[Tasks to perform]
1. Copy the Halim Barakat passage word for word, beginning at "Halim Barakat (حليم" and stopping after "raised in Beirut.".
2. Carry on the Halim Barakat passage from the point where it stops.

Halim Barakat (حليم بركات December 4, 1933 - June 22, 2023) was a Syrian American novelist and sociologist. He was born into a Greek-Orthodox Arab family in Kafroun, Syria, and raised in Beirut.

==Career==
Barakat received his bachelor's degree in sociology in 1955, and his master's degree in 1960 in the same field. He received both from the American University of Beirut. He received his PhD in social psychology in 1966 from the University of Michigan at Ann Arbor.
From 1966 until 1972 he taught at the American University of Beirut. He then served as research fellow at Harvard University from 1972 to 1973, and taught at the University of Texas at Austin in 1975-1976. From 1976 until 2002 he was Teaching Research Professor at the Center for Contemporary Arab Studies of Georgetown University.

[Data shown]

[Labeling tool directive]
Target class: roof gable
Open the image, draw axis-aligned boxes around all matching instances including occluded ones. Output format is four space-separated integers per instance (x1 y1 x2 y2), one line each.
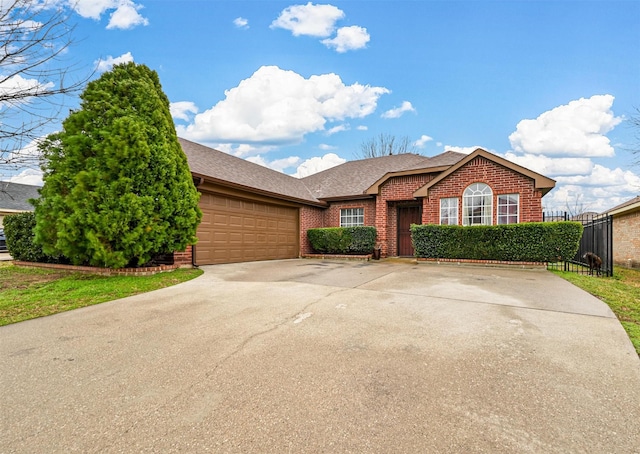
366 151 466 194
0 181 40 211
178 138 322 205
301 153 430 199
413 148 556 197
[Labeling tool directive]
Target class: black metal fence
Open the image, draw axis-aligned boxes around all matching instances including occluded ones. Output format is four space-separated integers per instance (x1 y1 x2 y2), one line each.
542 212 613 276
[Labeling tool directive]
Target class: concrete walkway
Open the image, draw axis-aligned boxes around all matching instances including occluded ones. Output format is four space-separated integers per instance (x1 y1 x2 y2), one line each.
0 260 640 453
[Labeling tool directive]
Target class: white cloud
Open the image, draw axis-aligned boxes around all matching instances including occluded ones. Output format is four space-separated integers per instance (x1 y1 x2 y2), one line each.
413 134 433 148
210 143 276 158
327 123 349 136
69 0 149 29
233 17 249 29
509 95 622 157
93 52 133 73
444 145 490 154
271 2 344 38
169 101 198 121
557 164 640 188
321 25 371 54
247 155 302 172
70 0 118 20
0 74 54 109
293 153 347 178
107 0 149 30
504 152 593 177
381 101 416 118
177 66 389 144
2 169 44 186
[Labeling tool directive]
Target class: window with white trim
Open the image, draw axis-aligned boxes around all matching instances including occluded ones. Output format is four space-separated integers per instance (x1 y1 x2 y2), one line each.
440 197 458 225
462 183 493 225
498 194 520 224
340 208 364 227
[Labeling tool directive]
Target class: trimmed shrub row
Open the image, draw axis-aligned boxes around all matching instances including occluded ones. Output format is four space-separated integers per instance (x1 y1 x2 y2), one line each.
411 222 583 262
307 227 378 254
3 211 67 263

...

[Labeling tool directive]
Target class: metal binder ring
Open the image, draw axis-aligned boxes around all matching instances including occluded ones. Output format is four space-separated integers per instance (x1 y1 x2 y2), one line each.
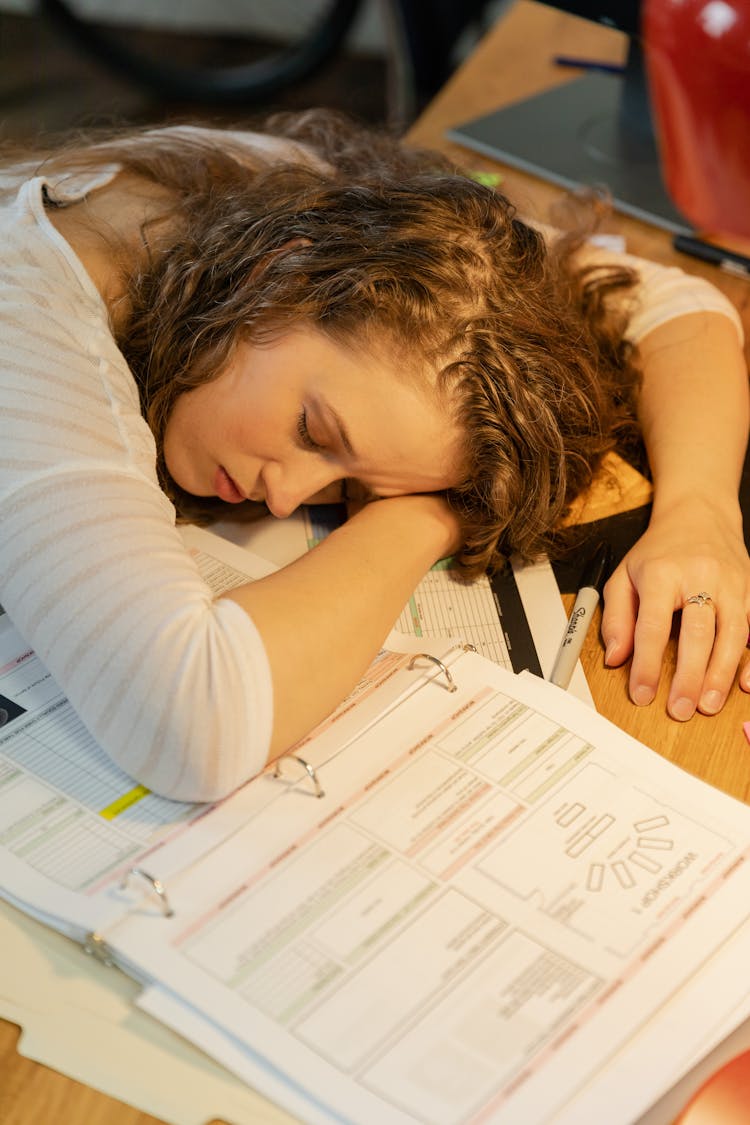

[Response list]
1.
Halim Barakat (حليم بركات December 4, 1933 - June 22, 2023) was a Syrian American novelist and sociologist. He was born into a Greek-Orthodox Arab family in Kafroun, Syria, and raised in Beirut.

2.
Barakat has written about twenty books and fifty essays on society and culture in journals such as the British Journal of Sociology, the Middle East Journal, Mawakif, and al-Mustaqbal al-Arabi. His publications are primarily concerned with difficulties facing modern Arab societies such as alienation, crises of civil society, and a need for identity, freedom and justice. He has also published seven novels and a collection of short stories. These are rich with symbolism and allegory to world events. His novel Six Days (Sitat Ayam, 1961) is prophetically named for a real war yet to come in 1967; as such, it became a prelude to the later novel Days of Dust (Awdat al-Ta'ir ila al-Bahr, 1969), which unfolds the existential drama of the June War of 1967.